_Exercise description_
Go to the line that includes "Query: turquoise lake" and retype it, then every line after it to the end of the data, adding nothing.

_Dataset items_
────
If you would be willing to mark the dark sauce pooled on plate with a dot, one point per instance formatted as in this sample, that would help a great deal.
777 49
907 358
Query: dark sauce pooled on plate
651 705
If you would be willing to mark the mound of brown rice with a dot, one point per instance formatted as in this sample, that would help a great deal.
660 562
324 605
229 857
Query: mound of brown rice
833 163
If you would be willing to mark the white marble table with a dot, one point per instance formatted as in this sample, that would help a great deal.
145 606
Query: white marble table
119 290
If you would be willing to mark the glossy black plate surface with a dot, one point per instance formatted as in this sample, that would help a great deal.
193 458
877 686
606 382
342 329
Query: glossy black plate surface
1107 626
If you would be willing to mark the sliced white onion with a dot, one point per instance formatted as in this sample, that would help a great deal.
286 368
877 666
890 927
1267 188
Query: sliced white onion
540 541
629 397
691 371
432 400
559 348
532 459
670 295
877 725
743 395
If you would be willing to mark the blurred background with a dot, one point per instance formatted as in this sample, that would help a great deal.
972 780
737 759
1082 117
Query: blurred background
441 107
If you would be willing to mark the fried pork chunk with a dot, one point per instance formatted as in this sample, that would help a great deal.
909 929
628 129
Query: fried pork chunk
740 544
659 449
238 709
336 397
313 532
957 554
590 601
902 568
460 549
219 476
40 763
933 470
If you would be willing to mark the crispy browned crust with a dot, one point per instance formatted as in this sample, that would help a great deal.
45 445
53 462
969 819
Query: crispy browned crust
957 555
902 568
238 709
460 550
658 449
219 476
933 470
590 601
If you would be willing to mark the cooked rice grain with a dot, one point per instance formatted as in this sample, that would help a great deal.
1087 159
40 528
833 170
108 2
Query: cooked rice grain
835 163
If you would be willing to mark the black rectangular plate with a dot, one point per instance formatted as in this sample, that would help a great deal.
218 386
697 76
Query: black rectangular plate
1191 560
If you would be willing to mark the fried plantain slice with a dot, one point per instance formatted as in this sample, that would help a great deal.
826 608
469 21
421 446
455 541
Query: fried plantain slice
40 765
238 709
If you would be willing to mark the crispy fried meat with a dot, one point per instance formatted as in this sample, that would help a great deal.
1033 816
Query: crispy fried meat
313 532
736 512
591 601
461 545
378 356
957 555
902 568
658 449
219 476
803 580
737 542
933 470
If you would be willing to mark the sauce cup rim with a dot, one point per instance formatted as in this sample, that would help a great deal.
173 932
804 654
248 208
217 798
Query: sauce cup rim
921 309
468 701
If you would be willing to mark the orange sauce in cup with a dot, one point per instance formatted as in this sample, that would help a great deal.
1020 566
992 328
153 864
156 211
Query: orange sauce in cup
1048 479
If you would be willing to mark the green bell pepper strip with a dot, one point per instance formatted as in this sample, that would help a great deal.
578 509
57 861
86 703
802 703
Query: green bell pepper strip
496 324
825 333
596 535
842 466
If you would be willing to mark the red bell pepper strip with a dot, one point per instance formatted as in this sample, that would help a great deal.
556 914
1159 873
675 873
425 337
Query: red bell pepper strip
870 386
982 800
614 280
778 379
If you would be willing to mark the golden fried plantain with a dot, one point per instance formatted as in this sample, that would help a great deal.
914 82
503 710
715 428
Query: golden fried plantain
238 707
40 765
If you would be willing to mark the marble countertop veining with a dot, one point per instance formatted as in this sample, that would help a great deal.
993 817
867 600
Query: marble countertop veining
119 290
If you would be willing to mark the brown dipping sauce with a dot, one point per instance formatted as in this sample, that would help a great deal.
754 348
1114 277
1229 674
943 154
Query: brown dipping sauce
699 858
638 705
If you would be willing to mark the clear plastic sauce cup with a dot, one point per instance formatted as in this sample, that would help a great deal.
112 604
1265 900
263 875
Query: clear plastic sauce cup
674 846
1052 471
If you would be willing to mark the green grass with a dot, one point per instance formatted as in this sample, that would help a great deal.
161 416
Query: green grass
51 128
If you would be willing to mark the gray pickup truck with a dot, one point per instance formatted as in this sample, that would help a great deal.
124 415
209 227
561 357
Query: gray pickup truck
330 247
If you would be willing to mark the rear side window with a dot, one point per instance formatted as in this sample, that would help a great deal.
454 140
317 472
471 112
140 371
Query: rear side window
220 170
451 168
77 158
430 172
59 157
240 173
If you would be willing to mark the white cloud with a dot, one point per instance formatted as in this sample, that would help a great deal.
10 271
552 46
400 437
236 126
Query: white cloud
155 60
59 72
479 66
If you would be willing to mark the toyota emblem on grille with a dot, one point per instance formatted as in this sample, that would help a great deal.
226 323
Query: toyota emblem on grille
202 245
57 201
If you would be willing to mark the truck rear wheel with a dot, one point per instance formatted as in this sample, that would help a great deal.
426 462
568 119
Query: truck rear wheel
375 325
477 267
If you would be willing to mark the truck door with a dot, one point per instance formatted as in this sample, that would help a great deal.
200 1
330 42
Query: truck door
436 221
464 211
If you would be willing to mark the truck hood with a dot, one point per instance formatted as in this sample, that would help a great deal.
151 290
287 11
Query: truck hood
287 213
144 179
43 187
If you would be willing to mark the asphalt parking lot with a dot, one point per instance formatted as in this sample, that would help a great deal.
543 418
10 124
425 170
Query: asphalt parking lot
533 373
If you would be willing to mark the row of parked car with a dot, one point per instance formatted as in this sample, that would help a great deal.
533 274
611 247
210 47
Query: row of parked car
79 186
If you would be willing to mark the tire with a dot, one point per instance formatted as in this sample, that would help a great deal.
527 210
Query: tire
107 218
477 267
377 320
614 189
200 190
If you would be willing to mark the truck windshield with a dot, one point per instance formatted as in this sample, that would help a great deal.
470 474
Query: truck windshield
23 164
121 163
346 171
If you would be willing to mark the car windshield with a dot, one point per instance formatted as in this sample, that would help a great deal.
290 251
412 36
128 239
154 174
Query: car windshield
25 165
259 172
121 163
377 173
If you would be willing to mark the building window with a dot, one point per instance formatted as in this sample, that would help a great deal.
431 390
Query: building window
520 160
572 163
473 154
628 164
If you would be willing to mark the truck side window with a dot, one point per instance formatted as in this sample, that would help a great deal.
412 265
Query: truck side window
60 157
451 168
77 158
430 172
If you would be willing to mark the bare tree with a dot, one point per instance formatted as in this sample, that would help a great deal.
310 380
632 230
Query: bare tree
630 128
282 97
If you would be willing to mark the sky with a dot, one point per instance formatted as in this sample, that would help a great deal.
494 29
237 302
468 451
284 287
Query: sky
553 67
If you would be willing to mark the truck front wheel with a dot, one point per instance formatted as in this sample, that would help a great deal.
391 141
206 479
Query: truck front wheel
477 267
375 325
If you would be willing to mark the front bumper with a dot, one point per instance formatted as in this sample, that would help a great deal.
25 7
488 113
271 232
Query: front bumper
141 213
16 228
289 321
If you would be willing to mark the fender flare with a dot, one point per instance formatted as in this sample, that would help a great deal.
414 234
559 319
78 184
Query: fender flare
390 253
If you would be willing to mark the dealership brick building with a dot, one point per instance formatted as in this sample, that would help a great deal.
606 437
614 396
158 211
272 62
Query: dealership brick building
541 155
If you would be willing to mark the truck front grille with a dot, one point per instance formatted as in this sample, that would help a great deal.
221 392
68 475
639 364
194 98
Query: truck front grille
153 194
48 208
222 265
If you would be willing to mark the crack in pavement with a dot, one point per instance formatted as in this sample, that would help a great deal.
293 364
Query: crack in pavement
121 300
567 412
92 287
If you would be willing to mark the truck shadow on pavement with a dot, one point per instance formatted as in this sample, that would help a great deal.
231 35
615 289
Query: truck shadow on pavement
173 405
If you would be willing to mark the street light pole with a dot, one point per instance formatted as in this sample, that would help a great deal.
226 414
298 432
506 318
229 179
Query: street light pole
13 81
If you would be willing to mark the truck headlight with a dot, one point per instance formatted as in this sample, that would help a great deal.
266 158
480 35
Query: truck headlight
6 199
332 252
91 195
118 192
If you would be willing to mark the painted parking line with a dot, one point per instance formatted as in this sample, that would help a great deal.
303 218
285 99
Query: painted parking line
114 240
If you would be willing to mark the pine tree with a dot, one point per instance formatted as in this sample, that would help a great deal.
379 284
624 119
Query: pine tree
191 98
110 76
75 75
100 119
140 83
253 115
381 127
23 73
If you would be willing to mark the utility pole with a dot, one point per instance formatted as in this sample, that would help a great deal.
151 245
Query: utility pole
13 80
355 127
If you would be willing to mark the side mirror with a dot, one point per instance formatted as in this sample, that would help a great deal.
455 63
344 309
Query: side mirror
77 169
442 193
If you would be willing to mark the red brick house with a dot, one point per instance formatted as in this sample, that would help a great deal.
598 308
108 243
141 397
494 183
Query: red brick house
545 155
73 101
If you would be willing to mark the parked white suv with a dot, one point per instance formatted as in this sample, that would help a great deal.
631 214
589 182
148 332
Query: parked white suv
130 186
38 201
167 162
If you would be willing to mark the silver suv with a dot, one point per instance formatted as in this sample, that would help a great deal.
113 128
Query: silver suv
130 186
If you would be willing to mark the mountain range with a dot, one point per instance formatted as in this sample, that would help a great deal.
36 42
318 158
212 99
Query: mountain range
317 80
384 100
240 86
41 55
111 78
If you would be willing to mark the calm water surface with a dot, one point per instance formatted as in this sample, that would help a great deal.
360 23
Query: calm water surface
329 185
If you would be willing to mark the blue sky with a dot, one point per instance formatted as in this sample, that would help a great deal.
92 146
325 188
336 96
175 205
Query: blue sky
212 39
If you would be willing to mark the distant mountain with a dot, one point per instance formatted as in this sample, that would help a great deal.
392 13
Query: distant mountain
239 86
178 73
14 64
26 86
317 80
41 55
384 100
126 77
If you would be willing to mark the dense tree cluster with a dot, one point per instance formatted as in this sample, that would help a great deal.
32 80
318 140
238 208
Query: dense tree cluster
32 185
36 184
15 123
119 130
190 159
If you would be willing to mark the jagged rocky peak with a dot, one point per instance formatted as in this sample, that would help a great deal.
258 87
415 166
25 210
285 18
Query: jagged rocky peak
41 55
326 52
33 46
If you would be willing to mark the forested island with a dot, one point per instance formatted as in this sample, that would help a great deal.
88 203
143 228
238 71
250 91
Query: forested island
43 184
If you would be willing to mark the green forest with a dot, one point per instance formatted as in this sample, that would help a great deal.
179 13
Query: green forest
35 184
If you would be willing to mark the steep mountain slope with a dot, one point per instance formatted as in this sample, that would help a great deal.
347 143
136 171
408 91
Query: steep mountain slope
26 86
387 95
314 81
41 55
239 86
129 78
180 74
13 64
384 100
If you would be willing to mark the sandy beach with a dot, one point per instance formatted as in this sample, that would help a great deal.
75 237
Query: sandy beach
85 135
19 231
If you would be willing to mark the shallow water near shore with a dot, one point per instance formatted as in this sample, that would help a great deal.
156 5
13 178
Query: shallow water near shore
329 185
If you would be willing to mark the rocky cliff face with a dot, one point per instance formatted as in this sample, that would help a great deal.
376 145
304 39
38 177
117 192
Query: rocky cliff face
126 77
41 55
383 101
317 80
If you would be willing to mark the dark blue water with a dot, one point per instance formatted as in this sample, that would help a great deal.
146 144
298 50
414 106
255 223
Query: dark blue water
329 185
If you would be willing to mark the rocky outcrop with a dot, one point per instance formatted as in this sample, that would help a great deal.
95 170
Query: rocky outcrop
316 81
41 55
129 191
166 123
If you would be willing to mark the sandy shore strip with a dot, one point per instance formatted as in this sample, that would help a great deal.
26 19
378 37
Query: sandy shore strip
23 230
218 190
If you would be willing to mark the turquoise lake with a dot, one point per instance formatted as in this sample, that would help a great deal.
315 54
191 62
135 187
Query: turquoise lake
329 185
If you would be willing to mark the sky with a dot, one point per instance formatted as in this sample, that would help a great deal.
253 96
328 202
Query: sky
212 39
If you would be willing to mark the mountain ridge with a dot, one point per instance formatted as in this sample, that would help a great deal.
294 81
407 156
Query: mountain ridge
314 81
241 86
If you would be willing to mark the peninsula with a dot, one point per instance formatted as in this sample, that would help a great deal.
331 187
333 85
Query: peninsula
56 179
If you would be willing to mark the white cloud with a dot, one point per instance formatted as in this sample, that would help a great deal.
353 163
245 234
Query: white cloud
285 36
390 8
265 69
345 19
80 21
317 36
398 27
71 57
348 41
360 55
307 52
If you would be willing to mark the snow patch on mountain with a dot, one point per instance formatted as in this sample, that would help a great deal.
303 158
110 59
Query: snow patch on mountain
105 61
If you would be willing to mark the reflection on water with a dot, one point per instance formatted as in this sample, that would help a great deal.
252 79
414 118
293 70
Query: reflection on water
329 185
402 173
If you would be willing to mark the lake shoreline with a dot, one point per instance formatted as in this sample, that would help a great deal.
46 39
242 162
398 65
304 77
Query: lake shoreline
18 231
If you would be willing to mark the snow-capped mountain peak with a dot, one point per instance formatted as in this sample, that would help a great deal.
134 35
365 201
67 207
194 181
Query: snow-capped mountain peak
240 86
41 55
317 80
────
_Expected answer_
Query: turquoise lake
329 185
If you would be willing to mark the sky with a dot, one point per instance formatted as in this sample, that would help a great deal.
253 96
328 202
Query: sky
212 39
If you would be willing to mark the mountain ridge with a dot, one point per instance formatted as in this sample, that would help a great deal.
294 81
407 156
Query: mountain ridge
314 81
241 86
If you would be willing to mark the peninsula with a dot, one point per instance formatted as in this sample, that would help a great deal.
331 187
333 85
Query: peninsula
56 179
If you would be willing to mark the white cloud with a dot, one point per instance formatted as in this sample, that would help a great deal.
353 163
245 234
Query: white cloud
285 36
390 8
265 69
345 19
80 21
317 36
398 27
71 57
348 41
360 55
307 52
If you would be willing to mark the snow patch on mountain with a dot, one point per instance formatted as in this sample, that would help a great deal.
303 158
110 59
Query: snow patch on mountain
105 61
If you would be willing to mark the reflection on water with a dot, one point per instance formatted as in this sample, that would help a great deal.
252 79
414 118
293 70
Query: reflection on water
329 185
402 173
If you would be willing to mark the lake shoreline with a dot, one point per instance formatted as in this sample, that would help a great deal.
46 39
242 162
398 65
304 77
Query: lake shoreline
18 231
If you would be willing to mark the snow-capped mountain peak with a dot, one point per instance formatted as in this sample, that would help a great deal.
134 35
365 201
67 207
194 181
Query: snow-capped mountain peak
240 86
41 55
317 80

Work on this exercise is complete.